RECORD SET »
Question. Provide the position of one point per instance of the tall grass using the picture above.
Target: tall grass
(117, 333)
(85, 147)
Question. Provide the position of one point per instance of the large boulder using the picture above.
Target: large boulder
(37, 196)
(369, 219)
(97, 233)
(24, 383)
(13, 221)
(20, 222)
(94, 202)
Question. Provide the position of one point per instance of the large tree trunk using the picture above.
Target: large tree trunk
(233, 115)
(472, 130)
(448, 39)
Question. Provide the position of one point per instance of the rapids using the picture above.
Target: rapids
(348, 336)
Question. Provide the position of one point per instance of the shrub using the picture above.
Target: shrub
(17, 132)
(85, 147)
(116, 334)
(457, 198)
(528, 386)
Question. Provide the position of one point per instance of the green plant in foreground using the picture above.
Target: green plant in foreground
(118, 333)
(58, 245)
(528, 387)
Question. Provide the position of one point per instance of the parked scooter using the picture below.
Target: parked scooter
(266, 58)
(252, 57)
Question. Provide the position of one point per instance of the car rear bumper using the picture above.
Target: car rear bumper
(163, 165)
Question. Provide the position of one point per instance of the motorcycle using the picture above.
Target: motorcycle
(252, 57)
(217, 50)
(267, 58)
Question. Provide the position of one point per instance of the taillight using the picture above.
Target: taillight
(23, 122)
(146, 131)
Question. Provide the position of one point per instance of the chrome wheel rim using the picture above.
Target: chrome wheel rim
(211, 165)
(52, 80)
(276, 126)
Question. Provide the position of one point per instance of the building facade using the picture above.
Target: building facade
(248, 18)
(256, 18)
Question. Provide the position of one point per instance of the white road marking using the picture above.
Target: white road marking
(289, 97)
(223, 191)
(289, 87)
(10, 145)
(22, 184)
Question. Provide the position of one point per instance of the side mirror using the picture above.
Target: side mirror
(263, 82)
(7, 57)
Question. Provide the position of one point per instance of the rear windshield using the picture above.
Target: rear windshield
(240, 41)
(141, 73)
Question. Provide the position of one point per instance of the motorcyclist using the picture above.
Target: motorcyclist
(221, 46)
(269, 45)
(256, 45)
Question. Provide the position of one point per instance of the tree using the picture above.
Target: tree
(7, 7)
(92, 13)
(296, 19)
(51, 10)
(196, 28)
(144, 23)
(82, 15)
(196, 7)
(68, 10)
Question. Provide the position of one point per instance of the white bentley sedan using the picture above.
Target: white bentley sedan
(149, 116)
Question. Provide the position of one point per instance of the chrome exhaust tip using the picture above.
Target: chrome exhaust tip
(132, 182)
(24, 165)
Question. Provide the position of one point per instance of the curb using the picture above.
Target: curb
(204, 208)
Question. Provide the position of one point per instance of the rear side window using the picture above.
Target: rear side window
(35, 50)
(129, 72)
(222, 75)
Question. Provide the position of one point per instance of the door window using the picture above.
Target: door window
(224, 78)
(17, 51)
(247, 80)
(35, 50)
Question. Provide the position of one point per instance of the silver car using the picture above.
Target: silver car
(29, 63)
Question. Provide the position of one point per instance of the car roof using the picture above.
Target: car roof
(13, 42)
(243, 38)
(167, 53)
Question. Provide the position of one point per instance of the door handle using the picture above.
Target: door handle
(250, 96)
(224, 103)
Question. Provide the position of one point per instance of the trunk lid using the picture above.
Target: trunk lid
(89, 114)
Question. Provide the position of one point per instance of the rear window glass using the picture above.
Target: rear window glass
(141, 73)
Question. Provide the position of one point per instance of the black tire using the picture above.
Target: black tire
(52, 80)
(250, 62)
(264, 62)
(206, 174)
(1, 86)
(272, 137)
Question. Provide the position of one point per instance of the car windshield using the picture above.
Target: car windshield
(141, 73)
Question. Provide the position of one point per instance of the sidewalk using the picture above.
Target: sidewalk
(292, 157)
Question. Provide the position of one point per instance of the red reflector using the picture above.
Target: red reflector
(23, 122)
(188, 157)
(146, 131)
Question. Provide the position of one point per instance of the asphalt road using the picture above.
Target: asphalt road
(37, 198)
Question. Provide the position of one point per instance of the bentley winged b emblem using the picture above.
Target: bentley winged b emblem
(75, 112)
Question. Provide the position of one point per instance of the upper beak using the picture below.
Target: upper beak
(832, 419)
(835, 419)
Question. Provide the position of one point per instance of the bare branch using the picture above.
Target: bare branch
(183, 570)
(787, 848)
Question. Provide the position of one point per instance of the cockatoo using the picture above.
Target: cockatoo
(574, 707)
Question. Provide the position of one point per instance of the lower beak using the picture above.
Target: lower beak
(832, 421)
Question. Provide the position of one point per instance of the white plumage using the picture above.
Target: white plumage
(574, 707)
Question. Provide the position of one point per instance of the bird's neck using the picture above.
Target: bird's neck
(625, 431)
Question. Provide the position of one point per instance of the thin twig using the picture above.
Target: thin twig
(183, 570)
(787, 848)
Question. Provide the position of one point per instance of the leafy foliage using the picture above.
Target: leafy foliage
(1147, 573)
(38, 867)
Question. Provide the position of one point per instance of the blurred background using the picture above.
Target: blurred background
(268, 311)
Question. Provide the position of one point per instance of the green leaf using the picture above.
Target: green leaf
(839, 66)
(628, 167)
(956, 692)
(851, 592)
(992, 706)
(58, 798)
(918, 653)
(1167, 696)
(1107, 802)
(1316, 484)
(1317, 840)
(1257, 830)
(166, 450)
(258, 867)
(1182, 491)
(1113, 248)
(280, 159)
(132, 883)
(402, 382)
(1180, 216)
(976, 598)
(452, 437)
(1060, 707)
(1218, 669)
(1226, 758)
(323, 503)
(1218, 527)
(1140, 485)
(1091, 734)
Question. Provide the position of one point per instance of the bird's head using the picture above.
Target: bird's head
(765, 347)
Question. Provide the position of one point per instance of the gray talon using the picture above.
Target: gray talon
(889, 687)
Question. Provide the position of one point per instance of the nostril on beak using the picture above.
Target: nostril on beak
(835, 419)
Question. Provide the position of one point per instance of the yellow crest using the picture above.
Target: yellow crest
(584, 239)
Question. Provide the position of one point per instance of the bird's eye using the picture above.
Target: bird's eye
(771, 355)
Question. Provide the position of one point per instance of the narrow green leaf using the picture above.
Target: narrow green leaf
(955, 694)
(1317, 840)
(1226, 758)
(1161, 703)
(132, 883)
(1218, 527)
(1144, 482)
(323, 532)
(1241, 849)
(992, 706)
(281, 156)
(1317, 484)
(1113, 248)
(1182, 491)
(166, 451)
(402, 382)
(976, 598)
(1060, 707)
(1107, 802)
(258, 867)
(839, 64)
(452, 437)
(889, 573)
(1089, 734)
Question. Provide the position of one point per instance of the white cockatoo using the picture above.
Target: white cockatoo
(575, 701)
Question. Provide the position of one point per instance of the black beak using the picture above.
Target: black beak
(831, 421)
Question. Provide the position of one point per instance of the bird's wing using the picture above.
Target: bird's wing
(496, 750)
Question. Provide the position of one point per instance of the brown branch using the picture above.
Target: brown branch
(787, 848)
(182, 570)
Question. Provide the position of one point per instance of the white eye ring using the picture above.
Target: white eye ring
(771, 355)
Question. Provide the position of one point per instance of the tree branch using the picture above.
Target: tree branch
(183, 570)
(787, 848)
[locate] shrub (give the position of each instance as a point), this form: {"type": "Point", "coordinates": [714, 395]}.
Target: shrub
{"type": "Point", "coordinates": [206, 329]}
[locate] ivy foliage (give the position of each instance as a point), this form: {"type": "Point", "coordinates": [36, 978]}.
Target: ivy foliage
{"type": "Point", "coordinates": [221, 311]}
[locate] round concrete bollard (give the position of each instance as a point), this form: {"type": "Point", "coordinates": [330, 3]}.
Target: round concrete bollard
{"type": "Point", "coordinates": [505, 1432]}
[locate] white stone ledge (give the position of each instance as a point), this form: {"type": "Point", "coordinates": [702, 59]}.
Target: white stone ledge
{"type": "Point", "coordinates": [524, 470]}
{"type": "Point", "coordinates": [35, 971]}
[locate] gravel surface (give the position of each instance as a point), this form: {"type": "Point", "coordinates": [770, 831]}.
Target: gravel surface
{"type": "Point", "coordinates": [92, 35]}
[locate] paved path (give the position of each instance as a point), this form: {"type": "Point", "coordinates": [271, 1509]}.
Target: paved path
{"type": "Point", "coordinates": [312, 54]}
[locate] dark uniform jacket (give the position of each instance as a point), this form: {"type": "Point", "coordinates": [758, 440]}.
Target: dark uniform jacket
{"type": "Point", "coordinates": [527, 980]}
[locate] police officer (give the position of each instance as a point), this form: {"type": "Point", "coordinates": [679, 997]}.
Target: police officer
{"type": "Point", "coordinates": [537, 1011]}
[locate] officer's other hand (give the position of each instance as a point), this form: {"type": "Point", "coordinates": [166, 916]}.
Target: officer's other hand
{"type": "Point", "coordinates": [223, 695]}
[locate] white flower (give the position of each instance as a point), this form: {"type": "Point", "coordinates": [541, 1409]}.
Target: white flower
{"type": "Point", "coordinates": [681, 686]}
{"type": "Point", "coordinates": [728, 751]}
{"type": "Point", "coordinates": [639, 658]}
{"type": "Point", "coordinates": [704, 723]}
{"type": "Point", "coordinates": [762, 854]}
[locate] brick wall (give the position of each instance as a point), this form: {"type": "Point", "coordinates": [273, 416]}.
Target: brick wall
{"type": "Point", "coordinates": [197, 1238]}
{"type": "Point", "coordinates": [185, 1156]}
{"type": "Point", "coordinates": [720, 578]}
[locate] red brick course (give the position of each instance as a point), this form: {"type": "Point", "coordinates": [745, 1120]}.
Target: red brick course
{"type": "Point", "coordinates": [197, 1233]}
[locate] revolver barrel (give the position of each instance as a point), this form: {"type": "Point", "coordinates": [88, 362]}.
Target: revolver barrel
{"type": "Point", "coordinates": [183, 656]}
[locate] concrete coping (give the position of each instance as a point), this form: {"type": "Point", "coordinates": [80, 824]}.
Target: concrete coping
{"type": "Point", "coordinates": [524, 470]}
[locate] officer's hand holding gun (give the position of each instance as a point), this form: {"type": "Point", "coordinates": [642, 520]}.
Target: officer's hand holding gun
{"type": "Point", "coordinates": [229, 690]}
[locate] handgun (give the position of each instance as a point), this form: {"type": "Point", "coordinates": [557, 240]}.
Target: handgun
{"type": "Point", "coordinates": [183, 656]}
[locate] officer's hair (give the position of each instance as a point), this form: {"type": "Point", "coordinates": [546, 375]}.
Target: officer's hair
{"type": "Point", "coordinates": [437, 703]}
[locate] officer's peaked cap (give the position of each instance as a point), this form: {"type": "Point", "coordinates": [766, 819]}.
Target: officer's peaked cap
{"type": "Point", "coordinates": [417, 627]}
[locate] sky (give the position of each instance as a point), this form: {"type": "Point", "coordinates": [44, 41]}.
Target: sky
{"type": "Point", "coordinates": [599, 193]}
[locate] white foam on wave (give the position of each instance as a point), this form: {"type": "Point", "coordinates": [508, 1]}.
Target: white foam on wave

YOUR OBJECTIVE »
Beginning at the line that contains "[locate] officer's hand", retype each line of the listing up to and including the last one, exactly as it stands, and nothing else.

SOLUTION »
[locate] officer's hand holding gun (give the position of each instance as a point), this form: {"type": "Point", "coordinates": [642, 520]}.
Target: officer's hand holding gun
{"type": "Point", "coordinates": [229, 690]}
[locate] handgun (give the position of each instance as a point), this form: {"type": "Point", "coordinates": [557, 240]}.
Target: handgun
{"type": "Point", "coordinates": [183, 656]}
[locate] officer's hair (give the position of each instance as a point), this form: {"type": "Point", "coordinates": [546, 375]}.
Target: officer's hair
{"type": "Point", "coordinates": [437, 703]}
[locate] officer's peaked cap (give the position of each instance as a point), this form: {"type": "Point", "coordinates": [766, 819]}.
Target: officer's peaked cap
{"type": "Point", "coordinates": [417, 627]}
[locate] sky (give the position of each instance as a point), this form: {"type": "Point", "coordinates": [44, 41]}.
Target: sky
{"type": "Point", "coordinates": [599, 193]}
[locate] white foam on wave (give the position of each instance as a point), this form: {"type": "Point", "coordinates": [508, 1]}.
Target: white foam on wave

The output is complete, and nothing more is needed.